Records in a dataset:
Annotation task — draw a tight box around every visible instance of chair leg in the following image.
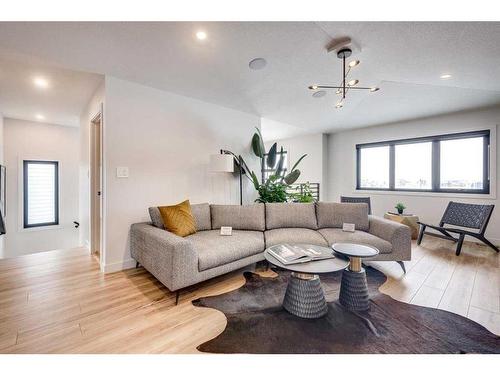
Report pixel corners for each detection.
[478,236,500,253]
[175,290,181,306]
[396,260,406,273]
[455,233,465,256]
[417,225,426,245]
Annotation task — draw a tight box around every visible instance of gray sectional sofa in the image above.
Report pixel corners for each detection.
[130,202,411,291]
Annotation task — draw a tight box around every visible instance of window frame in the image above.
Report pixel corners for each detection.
[23,160,59,229]
[356,129,491,195]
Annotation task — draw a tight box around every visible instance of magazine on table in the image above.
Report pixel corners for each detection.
[268,244,335,264]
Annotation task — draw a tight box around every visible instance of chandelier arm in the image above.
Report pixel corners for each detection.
[342,54,346,99]
[317,85,342,89]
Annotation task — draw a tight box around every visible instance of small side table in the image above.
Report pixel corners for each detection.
[332,243,379,311]
[384,212,420,240]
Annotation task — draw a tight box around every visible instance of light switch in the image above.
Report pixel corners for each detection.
[116,167,128,178]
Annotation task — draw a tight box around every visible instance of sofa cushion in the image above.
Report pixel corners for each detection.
[210,203,266,231]
[148,203,212,231]
[318,228,392,254]
[264,228,328,247]
[148,207,165,229]
[191,203,212,231]
[266,203,318,229]
[186,230,264,272]
[316,202,370,231]
[158,201,196,237]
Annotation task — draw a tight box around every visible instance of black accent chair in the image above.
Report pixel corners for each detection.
[417,202,499,256]
[340,196,372,215]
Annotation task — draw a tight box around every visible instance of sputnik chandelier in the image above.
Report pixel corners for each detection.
[309,47,379,108]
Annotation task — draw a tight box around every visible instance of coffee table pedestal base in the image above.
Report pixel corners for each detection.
[339,268,370,311]
[283,272,328,319]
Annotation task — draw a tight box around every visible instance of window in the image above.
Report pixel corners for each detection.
[356,130,490,194]
[360,146,389,189]
[23,160,59,228]
[263,151,288,181]
[394,142,432,190]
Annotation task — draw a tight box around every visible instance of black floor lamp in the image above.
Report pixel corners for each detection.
[210,150,245,205]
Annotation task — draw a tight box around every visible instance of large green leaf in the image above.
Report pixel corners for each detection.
[274,147,285,176]
[284,169,300,185]
[252,133,265,158]
[250,171,260,190]
[267,143,278,168]
[290,154,307,172]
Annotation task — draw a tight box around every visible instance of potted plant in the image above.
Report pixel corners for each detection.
[394,202,406,215]
[233,128,307,203]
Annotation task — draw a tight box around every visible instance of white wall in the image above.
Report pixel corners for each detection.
[265,134,328,199]
[0,112,5,259]
[103,76,260,272]
[328,108,500,242]
[4,119,79,257]
[79,82,104,248]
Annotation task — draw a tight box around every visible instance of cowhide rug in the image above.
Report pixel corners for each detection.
[193,267,500,353]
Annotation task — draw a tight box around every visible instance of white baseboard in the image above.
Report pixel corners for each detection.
[101,258,135,273]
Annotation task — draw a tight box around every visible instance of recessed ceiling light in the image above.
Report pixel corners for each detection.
[196,30,207,40]
[248,57,267,70]
[33,77,49,89]
[313,90,326,98]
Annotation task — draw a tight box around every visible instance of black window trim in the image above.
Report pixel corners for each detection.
[356,130,490,194]
[23,160,59,229]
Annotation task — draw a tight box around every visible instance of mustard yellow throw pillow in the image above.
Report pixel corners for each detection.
[158,200,196,237]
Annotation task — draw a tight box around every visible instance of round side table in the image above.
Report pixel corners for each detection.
[332,243,379,311]
[264,244,348,319]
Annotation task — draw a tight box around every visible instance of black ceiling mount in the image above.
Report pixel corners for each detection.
[337,47,352,59]
[309,47,379,108]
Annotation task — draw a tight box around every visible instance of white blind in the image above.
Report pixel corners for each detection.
[24,161,57,226]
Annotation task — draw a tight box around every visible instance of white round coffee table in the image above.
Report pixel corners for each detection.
[264,244,349,319]
[332,243,379,311]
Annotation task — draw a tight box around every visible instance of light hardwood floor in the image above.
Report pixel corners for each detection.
[0,239,500,353]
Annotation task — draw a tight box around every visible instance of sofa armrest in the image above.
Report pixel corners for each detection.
[368,215,411,260]
[130,223,198,291]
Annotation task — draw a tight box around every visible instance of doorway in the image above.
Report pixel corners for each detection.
[90,111,102,263]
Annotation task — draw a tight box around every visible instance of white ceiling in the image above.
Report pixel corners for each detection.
[0,22,500,137]
[0,50,102,126]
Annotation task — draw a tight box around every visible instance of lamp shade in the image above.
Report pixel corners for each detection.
[210,154,234,173]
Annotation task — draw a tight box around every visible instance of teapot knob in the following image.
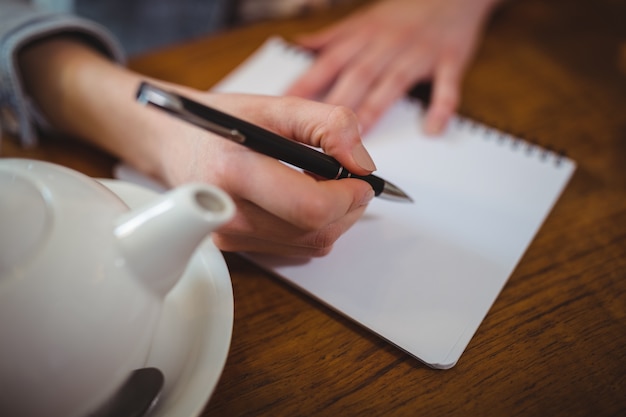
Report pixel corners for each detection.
[114,183,235,296]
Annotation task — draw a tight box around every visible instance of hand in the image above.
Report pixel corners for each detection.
[20,37,375,257]
[154,91,375,257]
[287,0,497,134]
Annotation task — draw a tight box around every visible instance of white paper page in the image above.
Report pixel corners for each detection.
[119,38,575,369]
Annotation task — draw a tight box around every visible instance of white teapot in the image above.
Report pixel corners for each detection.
[0,159,235,417]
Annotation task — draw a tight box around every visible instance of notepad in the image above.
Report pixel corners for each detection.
[118,38,575,369]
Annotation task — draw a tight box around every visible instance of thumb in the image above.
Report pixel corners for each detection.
[307,104,376,175]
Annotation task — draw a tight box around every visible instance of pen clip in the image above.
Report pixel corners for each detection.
[137,82,246,143]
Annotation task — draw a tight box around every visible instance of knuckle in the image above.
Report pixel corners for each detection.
[297,197,332,231]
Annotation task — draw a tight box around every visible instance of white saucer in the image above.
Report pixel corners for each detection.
[99,179,234,417]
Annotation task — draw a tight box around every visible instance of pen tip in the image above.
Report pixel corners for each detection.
[380,181,413,203]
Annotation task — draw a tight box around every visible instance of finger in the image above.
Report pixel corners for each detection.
[214,203,365,257]
[285,33,364,98]
[323,36,404,110]
[219,147,373,231]
[228,96,376,175]
[356,49,432,132]
[424,61,463,135]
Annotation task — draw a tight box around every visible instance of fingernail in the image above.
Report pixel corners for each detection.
[352,143,376,171]
[361,189,376,206]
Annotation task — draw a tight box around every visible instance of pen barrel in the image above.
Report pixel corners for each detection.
[337,169,385,196]
[167,91,385,196]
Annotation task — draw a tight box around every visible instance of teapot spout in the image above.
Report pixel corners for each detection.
[114,184,235,297]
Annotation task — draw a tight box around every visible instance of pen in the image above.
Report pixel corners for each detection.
[137,82,413,202]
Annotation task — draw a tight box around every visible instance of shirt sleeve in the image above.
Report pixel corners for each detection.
[0,0,125,146]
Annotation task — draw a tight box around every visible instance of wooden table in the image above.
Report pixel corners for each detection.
[1,0,626,416]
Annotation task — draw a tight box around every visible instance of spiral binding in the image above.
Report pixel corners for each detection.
[281,41,567,167]
[402,91,567,167]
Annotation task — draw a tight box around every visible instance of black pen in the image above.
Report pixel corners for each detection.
[137,82,413,201]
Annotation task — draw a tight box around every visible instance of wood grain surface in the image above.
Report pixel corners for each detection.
[1,0,626,417]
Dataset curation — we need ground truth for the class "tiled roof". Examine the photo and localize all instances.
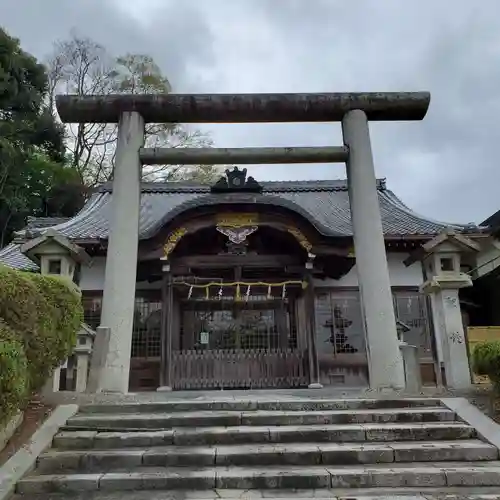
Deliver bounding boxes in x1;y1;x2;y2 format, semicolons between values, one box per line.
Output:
0;180;481;268
17;180;486;240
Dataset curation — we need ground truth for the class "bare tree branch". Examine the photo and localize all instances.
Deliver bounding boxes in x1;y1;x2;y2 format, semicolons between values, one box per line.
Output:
47;32;221;186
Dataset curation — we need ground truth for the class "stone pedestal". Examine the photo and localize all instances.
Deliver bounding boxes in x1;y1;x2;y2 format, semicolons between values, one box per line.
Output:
52;366;61;392
75;353;90;392
98;112;144;393
422;273;472;389
342;110;405;390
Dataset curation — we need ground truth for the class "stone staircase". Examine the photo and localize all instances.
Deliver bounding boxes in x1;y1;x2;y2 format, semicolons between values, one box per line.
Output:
10;394;500;500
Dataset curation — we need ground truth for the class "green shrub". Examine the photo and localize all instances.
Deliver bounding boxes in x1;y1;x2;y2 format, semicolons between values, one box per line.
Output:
472;340;500;390
0;320;29;428
0;267;83;391
29;274;83;369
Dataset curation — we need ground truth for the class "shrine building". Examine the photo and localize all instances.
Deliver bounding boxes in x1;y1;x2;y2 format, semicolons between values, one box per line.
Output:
0;168;490;391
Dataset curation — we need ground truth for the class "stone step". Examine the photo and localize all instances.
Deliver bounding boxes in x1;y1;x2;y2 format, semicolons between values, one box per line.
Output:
11;487;500;500
53;422;477;449
65;407;456;430
79;396;443;414
37;440;499;474
17;462;500;494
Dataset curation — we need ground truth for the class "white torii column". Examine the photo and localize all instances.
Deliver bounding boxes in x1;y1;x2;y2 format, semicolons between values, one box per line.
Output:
97;112;144;393
342;110;405;389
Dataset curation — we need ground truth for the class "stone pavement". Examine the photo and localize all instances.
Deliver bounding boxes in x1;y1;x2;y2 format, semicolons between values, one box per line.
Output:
7;390;500;500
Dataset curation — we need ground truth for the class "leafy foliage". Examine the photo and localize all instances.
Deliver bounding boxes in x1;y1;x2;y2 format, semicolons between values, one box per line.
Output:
47;33;221;186
0;319;28;428
0;29;83;247
472;340;500;391
0;266;83;391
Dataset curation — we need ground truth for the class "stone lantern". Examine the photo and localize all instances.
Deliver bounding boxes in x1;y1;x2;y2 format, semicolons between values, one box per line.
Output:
405;229;480;389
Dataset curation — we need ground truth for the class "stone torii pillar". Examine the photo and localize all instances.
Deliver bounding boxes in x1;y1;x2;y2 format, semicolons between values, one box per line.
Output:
97;112;144;393
56;92;430;392
342;109;405;389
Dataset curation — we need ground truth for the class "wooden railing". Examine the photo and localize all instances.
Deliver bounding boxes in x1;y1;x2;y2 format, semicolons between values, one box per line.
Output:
467;326;500;384
172;349;308;389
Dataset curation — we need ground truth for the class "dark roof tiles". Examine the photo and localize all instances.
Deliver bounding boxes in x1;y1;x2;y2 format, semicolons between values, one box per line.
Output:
0;180;484;267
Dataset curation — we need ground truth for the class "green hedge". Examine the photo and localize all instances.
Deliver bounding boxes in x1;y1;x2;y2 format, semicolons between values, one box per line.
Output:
472;340;500;391
0;320;28;428
0;266;83;424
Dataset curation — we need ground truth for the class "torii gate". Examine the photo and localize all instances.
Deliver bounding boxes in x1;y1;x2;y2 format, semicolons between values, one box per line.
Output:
56;92;430;393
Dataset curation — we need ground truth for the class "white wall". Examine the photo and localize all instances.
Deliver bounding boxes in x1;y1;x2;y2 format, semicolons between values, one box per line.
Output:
314;252;423;287
80;257;161;290
80;257;106;290
80;253;423;290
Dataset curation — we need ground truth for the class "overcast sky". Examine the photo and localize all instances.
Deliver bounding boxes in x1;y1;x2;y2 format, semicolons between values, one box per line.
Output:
0;0;500;222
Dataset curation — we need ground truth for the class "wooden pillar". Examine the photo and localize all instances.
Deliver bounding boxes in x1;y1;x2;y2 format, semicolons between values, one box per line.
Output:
158;264;174;391
305;270;323;389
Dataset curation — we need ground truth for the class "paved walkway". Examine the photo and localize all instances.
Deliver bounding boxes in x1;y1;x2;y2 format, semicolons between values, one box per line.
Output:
44;387;463;404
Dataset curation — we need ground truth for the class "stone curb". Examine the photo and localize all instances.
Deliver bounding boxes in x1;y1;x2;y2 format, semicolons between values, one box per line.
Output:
0;411;24;451
441;398;500;451
0;405;78;500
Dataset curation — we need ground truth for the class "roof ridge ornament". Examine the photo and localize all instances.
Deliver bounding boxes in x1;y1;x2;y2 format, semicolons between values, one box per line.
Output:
210;167;263;193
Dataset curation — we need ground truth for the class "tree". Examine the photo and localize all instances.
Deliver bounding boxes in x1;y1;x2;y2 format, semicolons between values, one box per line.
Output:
0;29;85;246
48;32;220;186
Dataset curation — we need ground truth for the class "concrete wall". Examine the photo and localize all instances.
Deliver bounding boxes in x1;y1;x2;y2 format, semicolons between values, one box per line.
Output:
80;253;423;290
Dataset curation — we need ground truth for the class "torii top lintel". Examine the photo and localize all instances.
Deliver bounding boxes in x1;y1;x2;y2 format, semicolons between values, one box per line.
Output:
56;92;431;123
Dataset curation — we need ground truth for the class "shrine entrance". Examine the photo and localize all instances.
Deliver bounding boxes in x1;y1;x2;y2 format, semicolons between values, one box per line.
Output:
172;283;309;389
162;208;313;389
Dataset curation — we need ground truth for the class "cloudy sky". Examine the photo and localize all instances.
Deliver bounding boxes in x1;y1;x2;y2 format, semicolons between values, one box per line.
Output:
0;0;500;222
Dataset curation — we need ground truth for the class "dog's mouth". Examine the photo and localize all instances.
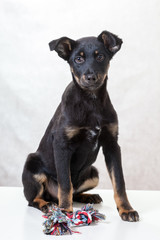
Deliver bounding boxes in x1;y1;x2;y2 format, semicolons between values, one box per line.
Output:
78;74;105;91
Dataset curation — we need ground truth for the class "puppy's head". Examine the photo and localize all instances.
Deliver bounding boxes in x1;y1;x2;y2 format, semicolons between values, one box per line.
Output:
49;31;122;91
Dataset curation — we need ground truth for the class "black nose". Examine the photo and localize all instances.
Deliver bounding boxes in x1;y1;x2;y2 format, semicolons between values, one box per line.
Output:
86;73;97;81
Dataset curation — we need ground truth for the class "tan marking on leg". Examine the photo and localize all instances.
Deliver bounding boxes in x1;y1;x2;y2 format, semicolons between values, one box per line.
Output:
33;173;49;209
65;126;80;139
111;171;133;215
107;123;118;137
76;178;99;192
33;173;47;183
80;52;84;57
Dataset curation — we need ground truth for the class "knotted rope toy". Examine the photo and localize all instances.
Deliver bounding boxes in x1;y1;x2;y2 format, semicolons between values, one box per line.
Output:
43;204;105;235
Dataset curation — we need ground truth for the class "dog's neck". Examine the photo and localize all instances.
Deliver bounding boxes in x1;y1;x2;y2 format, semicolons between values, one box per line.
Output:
72;75;108;100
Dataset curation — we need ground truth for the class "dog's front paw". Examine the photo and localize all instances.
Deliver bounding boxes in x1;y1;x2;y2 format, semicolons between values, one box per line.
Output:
60;207;73;213
119;210;139;222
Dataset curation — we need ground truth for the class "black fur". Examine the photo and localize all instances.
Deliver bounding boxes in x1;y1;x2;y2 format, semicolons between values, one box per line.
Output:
22;31;138;221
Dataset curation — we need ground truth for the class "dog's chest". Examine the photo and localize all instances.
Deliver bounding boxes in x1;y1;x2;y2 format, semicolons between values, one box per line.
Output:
86;126;101;151
65;126;101;151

Requirements: Can you update only the lines starting with the one containing "switch in the image above." and going on through the one containing "[210,150,245,205]", replacing "pixel corners" with "corner coordinates" and leaving everything else unchanged?

Solution to this exercise:
Annotation task — draw a tight box around every visible instance of light switch in the image above.
Report corner coordinates for each detection.
[116,167,128,178]
Annotation task — draw a tight box around every visible instance of sofa cushion in the image above.
Report corner coordinates for each detection.
[210,203,266,231]
[148,203,212,231]
[318,228,392,254]
[264,228,328,247]
[148,207,165,229]
[191,203,212,231]
[266,203,318,229]
[186,230,264,272]
[316,202,370,231]
[158,201,196,237]
Annotation task — draw a tight box around every visible instance of black accent chair in the image above.
Report corner coordinates for each detection.
[417,202,499,256]
[340,196,372,215]
Annotation task — draw a tight box around every visible instance of sputnik chandelier in the image above.
Report corner coordinates for each detection.
[309,47,379,108]
Annotation task — draw a tight box around every visible instance of coffee table pedestal base in the image above.
Report corner coordinates for each detection.
[339,268,370,311]
[283,272,328,319]
Annotation task — draw a tight box around every visible instance of window in the image above.
Report corner coordinates for each detection.
[356,130,490,194]
[360,146,389,189]
[23,160,59,228]
[263,151,288,181]
[394,142,432,190]
Annotation task — draw a tight box around every visible instance of black floor lamp in the image above.
Report corner coordinates for each detection.
[210,150,245,205]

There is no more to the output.